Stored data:

--------------------

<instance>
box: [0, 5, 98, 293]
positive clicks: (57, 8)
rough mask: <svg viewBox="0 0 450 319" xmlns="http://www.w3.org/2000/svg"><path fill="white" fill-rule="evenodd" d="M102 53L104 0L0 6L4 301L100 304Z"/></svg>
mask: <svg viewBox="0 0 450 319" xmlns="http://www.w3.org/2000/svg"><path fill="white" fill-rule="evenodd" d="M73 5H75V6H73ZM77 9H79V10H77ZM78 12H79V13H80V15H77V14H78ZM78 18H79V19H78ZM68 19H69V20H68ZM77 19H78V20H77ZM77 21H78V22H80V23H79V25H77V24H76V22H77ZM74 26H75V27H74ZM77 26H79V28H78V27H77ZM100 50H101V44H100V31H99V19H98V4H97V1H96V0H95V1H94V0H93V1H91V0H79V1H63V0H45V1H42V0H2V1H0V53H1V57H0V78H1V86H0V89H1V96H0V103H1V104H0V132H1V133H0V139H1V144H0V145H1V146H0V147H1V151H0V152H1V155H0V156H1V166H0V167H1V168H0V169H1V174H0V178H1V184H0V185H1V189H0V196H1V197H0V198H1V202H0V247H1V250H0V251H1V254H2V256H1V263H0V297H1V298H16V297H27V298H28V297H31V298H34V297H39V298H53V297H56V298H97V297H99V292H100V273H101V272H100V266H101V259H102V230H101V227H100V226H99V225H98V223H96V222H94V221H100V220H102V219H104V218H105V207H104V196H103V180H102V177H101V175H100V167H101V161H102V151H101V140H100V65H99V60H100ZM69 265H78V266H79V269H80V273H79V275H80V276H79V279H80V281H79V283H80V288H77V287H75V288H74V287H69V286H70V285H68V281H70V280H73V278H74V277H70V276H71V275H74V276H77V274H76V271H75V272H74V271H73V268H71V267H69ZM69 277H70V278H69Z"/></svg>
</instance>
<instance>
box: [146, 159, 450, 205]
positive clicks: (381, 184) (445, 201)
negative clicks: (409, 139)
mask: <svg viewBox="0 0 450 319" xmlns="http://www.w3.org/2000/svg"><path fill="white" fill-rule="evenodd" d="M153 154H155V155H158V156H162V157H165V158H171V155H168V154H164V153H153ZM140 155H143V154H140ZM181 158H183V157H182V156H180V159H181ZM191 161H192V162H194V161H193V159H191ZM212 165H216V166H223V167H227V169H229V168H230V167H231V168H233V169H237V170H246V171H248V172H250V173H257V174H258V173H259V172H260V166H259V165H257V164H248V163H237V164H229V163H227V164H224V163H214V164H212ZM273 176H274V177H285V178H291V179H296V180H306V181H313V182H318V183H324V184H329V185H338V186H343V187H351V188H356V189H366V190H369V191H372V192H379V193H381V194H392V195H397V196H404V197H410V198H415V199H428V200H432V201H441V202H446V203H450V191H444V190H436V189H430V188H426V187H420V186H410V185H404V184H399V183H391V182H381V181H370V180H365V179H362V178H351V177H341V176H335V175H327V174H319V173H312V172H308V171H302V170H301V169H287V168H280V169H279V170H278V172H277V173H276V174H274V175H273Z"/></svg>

--------------------

Work required:
Could you return the data above exactly as it stands?

Answer to this problem:
<instance>
box: [0, 5, 98, 293]
positive clicks: (57, 8)
rough mask: <svg viewBox="0 0 450 319" xmlns="http://www.w3.org/2000/svg"><path fill="white" fill-rule="evenodd" d="M102 53L104 0L0 6L4 301L100 304Z"/></svg>
mask: <svg viewBox="0 0 450 319" xmlns="http://www.w3.org/2000/svg"><path fill="white" fill-rule="evenodd" d="M73 5H75V6H73ZM77 9H79V10H77ZM78 12H79V13H80V15H77V14H78ZM78 18H79V19H78ZM68 19H69V20H68ZM77 19H78V20H77ZM77 21H78V22H80V23H79V25H77V24H76V22H77ZM74 26H75V27H74ZM77 26H79V28H78V27H77ZM100 50H101V44H100V31H99V19H98V4H97V1H96V0H95V1H94V0H93V1H91V0H79V1H63V0H45V1H42V0H2V1H0V53H1V57H0V78H1V86H0V89H1V96H0V103H1V104H0V132H1V133H0V139H1V144H0V145H1V146H0V147H1V151H0V152H1V155H0V156H1V166H0V167H1V168H0V169H1V174H0V178H1V184H0V185H1V189H0V196H1V197H0V198H1V202H0V247H1V250H0V251H1V254H2V256H1V263H0V297H1V298H16V297H27V298H28V297H31V298H34V297H39V298H53V297H56V298H97V297H99V292H100V273H101V272H100V266H101V259H102V230H101V227H100V226H99V225H98V223H96V222H94V221H100V220H102V219H104V218H105V207H104V196H103V180H102V177H101V175H100V167H101V161H102V151H101V140H100V65H99V60H100ZM69 265H78V266H79V269H80V273H79V275H80V276H79V279H80V281H79V283H80V288H77V287H75V288H74V287H69V286H70V285H68V281H70V280H73V278H74V277H70V276H71V275H74V276H77V274H76V271H75V272H74V271H73V268H71V267H69ZM69 277H70V278H69Z"/></svg>
</instance>
<instance>
box: [146, 159, 450, 205]
positive clicks: (381, 184) (445, 201)
negative clicks: (409, 139)
mask: <svg viewBox="0 0 450 319" xmlns="http://www.w3.org/2000/svg"><path fill="white" fill-rule="evenodd" d="M153 154H155V155H158V156H162V157H165V158H171V155H168V154H164V153H153ZM140 155H143V154H140ZM181 158H183V157H182V156H180V159H181ZM191 161H192V162H194V161H193V159H191ZM212 165H216V166H223V167H227V169H229V168H230V167H231V168H233V169H237V170H246V171H248V172H250V173H257V174H258V173H259V172H260V166H259V165H257V164H248V163H237V164H229V163H227V164H224V163H214V164H212ZM273 176H274V177H285V178H291V179H296V180H306V181H313V182H318V183H324V184H329V185H338V186H343V187H351V188H356V189H366V190H369V191H372V192H379V193H381V194H392V195H397V196H404V197H410V198H415V199H428V200H432V201H441V202H446V203H450V191H444V190H436V189H430V188H426V187H420V186H410V185H404V184H399V183H391V182H381V181H370V180H365V179H362V178H351V177H341V176H335V175H327V174H319V173H312V172H308V171H302V170H301V169H287V168H280V169H279V170H278V172H277V173H276V174H274V175H273Z"/></svg>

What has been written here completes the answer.